-- The input start --
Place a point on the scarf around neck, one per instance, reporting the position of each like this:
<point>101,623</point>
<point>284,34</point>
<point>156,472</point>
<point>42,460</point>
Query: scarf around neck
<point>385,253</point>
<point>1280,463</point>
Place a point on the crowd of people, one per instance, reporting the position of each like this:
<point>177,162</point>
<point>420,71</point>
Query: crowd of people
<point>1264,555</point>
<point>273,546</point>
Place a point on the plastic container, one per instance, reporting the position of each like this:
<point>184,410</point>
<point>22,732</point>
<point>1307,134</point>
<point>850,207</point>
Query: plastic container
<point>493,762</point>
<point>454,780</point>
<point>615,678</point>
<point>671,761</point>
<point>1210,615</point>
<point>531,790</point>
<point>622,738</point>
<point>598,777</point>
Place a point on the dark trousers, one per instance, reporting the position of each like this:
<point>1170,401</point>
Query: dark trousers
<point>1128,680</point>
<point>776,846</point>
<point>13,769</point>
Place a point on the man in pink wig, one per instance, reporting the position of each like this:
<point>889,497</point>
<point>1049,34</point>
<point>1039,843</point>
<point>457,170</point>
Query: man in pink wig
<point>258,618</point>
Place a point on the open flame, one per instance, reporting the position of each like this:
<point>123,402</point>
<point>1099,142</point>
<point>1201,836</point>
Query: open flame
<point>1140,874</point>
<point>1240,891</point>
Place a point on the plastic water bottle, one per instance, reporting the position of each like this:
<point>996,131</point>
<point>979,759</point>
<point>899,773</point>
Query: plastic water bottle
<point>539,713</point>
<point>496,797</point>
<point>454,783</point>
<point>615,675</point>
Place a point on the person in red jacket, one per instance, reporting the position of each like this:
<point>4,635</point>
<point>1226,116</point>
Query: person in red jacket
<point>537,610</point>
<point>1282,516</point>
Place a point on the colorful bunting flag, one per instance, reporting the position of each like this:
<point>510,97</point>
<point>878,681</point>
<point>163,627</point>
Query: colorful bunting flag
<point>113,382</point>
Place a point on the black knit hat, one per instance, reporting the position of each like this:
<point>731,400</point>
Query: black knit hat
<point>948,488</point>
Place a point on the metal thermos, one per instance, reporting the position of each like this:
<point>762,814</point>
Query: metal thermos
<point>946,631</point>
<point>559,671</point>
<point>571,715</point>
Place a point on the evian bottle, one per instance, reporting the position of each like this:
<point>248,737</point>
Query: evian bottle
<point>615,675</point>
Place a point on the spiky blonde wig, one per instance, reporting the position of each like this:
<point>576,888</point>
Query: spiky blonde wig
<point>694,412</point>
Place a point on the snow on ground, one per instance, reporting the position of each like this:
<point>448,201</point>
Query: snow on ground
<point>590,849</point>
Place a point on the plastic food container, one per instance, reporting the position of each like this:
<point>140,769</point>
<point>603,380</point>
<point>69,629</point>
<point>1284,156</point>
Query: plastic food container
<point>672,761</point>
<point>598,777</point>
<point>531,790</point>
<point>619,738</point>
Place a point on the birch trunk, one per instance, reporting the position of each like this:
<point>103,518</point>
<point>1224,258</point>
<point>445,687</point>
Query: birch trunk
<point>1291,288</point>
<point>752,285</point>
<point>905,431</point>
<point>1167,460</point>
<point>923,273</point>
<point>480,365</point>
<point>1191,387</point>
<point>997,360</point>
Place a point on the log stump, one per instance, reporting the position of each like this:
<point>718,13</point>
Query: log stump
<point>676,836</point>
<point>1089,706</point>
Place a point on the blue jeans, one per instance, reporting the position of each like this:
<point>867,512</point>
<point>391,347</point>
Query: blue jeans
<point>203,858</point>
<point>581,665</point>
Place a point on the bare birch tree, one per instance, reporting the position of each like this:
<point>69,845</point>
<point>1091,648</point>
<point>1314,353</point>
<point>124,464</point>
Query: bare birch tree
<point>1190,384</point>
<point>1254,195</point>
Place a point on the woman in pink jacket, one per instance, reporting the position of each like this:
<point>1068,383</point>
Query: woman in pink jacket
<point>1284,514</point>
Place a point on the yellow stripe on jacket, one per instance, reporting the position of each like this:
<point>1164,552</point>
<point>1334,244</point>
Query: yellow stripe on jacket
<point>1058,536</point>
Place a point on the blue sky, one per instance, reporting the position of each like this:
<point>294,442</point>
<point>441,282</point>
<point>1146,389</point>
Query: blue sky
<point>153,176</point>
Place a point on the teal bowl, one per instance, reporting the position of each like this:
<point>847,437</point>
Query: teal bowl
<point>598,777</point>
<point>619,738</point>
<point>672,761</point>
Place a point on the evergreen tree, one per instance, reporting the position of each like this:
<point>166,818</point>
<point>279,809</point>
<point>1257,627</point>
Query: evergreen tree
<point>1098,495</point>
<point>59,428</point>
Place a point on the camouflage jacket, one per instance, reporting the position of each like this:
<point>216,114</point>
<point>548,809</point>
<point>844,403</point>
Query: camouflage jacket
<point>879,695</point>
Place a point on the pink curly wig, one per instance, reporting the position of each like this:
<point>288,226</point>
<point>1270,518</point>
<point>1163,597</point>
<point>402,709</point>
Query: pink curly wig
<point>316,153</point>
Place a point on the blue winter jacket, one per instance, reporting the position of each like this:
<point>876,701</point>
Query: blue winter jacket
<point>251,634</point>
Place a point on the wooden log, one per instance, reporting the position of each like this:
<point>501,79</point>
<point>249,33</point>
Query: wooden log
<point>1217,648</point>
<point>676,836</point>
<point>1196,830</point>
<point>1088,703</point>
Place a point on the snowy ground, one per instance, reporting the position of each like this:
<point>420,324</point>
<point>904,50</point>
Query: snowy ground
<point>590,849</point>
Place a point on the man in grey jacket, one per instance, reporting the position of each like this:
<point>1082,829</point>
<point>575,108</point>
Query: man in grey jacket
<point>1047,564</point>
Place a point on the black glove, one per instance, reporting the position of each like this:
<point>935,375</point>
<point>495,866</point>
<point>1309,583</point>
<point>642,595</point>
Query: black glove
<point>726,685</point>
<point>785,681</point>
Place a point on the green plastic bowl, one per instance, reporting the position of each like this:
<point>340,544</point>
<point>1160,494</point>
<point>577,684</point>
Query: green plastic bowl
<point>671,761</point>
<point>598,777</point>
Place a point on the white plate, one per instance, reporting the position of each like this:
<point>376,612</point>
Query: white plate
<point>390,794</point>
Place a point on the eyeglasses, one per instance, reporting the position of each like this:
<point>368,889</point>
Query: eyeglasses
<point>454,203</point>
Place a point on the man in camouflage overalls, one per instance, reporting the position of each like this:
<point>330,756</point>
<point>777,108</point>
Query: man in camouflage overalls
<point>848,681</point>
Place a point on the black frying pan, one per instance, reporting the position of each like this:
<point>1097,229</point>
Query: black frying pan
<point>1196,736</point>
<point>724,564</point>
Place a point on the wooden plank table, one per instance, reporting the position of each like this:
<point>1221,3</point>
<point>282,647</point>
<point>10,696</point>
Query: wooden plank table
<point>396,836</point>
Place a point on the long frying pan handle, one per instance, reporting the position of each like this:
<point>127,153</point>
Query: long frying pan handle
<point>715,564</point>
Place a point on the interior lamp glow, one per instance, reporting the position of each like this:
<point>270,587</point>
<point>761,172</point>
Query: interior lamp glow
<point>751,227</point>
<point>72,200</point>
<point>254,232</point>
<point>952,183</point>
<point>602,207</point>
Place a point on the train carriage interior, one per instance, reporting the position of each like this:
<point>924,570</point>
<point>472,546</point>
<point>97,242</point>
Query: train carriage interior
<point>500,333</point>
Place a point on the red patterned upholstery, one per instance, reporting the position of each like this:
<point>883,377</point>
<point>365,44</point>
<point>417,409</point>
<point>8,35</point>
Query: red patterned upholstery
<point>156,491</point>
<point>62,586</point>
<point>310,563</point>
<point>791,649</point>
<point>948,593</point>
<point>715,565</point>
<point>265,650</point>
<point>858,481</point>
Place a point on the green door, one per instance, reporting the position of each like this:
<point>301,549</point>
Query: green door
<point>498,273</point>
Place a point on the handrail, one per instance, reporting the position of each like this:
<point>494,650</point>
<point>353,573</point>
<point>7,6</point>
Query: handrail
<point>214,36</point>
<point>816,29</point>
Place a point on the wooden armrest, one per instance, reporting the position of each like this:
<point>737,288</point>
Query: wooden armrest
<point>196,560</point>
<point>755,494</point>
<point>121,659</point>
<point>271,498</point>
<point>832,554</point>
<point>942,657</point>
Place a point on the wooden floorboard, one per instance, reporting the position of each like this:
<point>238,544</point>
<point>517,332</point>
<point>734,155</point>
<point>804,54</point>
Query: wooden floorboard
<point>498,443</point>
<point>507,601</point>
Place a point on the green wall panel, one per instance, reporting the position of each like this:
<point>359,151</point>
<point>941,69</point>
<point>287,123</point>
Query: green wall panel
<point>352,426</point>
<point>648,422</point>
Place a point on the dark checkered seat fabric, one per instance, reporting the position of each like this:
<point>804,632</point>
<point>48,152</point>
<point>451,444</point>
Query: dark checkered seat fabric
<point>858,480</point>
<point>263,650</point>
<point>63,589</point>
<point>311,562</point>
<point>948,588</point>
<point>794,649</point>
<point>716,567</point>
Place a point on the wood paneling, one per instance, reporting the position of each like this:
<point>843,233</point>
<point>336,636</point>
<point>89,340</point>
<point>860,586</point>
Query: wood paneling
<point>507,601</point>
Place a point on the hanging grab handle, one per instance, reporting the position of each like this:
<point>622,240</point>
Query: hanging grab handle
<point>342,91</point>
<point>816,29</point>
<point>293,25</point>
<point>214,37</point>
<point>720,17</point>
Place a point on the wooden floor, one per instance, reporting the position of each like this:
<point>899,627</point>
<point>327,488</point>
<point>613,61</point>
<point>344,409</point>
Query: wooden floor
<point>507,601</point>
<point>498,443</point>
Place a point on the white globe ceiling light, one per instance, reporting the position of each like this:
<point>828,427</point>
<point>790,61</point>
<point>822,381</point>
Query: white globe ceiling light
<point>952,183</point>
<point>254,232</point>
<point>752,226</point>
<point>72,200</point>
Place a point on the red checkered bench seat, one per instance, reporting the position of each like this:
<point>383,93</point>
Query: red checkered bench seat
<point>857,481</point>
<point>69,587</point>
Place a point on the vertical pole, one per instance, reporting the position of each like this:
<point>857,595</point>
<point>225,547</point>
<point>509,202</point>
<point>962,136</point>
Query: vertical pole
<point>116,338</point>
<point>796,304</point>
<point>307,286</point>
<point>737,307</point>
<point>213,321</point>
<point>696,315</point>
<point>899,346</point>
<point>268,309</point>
-- The input end --
- _Exercise_: Would you give again, word for word, every line from the one with "Place a point on the red checkered" through the final line of the listing above?

- _Response to the exercise_:
Place a point on the red checkered bench seat, one per instance, reporting the position of each like this:
<point>383,93</point>
Query: red checkered bench seat
<point>857,481</point>
<point>69,587</point>
Place a point on the vertical pole, one per instance, reporting the position of each like this:
<point>857,595</point>
<point>225,547</point>
<point>509,202</point>
<point>962,136</point>
Query: vertical pole
<point>116,338</point>
<point>796,304</point>
<point>307,286</point>
<point>737,307</point>
<point>213,321</point>
<point>696,315</point>
<point>899,346</point>
<point>268,309</point>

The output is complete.